# DATASET EXCERPTS
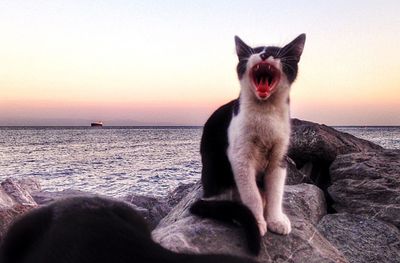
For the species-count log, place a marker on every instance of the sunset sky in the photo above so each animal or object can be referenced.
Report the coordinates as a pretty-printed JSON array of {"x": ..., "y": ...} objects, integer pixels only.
[{"x": 173, "y": 62}]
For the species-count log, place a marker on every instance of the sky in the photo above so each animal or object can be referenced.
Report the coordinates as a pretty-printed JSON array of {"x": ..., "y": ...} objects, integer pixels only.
[{"x": 173, "y": 62}]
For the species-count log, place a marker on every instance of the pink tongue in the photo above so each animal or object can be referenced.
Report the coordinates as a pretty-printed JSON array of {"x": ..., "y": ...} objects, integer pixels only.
[{"x": 263, "y": 89}]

# YOUR OBJECTIVE
Pull out every line in the data above that has the word "photo".

# TASK RESULT
For the species-count log, place a marker on every instance of the sunset sky in the photo above so each animal or object can be referenced.
For the species-count log, place a marker on every instance of the sky in the photo above so each animal or object can be referenced.
For the species-count log, place a marker on every instance of the pink tongue in the photo above so each animal or object can be referenced.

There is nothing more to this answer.